*Object point labels:*
━━━

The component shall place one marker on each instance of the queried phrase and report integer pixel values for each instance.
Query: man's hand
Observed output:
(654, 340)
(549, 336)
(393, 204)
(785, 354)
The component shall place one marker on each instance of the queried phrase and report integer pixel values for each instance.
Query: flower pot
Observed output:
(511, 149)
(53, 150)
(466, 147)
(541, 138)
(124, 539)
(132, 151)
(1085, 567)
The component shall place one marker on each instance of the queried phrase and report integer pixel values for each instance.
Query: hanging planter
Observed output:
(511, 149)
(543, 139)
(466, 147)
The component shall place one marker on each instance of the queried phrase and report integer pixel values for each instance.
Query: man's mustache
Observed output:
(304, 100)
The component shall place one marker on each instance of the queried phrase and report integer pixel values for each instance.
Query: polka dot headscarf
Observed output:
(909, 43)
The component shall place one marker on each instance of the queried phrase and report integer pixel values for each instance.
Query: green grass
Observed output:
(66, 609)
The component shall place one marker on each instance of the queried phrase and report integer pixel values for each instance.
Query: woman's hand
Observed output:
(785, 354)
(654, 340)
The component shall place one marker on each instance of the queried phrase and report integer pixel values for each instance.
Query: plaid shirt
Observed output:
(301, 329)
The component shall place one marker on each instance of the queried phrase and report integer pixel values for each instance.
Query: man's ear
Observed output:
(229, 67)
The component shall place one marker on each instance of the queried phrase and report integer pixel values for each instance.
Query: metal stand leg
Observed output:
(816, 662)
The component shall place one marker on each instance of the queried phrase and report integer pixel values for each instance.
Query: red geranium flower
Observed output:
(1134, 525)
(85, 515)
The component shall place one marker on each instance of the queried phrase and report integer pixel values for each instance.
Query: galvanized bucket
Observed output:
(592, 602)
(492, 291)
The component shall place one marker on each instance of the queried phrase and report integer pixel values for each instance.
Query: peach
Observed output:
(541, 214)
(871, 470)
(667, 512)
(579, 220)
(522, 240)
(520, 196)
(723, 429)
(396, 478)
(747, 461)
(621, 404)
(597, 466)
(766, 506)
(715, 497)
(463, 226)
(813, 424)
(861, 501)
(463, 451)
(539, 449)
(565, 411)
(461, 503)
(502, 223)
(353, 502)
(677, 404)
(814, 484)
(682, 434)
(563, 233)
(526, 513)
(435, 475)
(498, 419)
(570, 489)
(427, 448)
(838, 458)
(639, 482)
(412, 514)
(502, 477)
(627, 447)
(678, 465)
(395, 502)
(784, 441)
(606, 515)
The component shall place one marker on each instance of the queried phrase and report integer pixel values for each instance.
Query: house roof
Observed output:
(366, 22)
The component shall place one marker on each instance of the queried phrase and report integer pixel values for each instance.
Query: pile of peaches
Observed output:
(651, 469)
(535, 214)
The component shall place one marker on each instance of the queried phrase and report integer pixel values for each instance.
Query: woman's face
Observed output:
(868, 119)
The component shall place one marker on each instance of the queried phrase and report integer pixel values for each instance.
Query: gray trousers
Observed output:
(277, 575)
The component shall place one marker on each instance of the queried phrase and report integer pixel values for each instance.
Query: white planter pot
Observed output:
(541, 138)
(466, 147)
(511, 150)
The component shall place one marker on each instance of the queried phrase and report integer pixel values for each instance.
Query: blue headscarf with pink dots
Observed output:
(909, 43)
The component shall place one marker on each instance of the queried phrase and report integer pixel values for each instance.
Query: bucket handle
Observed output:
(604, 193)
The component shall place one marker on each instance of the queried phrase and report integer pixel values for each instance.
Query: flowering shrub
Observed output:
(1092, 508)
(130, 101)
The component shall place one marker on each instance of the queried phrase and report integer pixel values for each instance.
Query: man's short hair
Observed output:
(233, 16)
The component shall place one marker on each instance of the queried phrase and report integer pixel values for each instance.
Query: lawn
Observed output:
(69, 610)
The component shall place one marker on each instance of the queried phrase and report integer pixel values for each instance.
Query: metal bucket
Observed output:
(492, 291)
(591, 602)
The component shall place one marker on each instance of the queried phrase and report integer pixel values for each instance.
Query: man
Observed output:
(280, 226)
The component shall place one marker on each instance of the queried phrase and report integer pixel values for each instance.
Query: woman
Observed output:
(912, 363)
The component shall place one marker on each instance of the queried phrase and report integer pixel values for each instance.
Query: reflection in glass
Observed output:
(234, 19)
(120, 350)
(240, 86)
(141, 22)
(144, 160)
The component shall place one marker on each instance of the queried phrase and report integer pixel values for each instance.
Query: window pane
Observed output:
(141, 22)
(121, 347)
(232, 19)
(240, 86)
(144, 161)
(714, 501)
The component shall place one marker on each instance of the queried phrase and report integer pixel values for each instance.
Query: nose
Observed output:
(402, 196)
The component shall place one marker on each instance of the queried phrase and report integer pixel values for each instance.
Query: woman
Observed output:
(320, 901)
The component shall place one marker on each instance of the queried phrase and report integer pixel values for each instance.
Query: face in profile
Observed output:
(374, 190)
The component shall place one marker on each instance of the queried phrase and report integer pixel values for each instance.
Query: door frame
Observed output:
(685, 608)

━━━

*Written instruction:* Find every line in the entries above that contains the string "face" and copy each of those lines. Letter case matters.

*Completed exercise:*
Query: woman's face
Query: face in profile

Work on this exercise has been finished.